| YOUR TASK |
Switch "red car" to "maroon car" in everything from the line containing "street light pole" down to the end of the listing. Return only those lines, with nothing else changed.

Pointing dataset listing
- - - - -

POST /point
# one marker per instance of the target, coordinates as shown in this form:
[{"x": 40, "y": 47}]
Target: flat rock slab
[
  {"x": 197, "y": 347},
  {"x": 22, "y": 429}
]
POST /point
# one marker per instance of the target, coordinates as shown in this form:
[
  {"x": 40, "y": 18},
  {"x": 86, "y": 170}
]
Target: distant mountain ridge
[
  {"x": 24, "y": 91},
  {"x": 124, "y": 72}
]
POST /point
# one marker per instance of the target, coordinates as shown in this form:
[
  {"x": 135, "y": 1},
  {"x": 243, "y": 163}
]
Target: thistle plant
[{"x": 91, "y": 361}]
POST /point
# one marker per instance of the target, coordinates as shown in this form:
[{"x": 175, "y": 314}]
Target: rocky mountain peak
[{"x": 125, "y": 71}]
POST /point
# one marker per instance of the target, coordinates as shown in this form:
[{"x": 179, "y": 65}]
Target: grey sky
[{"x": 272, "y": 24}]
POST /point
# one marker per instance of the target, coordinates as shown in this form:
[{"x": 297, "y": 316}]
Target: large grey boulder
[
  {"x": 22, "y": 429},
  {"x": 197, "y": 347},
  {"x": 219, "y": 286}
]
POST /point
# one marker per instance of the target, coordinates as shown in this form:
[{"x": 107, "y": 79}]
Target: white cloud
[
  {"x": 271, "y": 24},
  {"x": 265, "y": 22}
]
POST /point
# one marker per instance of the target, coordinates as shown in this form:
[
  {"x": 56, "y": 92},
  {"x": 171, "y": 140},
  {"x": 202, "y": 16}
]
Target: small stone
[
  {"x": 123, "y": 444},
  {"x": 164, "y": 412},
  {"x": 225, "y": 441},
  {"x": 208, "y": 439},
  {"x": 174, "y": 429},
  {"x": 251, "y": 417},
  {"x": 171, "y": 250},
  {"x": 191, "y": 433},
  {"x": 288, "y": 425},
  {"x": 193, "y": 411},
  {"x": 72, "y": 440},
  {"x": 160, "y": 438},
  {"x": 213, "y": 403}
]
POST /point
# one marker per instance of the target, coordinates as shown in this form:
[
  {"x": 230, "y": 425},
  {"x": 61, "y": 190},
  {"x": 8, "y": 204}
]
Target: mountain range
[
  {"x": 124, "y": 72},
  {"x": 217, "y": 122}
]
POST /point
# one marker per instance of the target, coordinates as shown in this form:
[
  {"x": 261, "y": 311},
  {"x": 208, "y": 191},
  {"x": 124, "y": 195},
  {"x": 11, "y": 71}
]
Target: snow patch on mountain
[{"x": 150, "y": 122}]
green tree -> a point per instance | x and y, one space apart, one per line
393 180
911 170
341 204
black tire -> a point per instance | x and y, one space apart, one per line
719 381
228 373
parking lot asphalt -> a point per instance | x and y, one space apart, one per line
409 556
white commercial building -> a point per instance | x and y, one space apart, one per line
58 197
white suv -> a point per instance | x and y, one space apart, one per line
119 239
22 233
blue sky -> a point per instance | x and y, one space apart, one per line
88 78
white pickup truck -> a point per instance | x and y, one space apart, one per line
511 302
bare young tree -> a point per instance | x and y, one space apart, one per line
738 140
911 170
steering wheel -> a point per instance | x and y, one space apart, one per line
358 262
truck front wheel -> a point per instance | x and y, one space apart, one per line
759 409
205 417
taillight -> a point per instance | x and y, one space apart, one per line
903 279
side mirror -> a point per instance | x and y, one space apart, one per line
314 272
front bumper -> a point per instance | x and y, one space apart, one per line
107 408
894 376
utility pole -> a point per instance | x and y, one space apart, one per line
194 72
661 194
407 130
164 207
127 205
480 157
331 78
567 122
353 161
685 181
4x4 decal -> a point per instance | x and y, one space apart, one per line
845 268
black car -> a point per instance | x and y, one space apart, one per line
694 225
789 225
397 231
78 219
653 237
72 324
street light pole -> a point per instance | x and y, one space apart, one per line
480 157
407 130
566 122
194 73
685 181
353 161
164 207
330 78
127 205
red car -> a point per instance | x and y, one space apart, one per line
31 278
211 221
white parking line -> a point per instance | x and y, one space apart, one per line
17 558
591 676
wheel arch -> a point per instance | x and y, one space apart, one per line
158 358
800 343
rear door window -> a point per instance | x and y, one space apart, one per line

- - - - -

| FINAL RESULT |
street light pole -> a point per instance | x and y, one space apart, one per line
480 157
407 130
566 122
194 73
685 181
353 161
164 207
330 78
127 205
maroon car -> a point per instance | x and y, one space apart, one per line
31 278
211 221
white parking line -> a point per instance | x and y, one space apart, one per line
17 558
591 676
wheel arch -> a point per instance | x and y, one space apart, one per line
158 358
800 343
rear door window -> a point per instance | x and y, one space apart, one per line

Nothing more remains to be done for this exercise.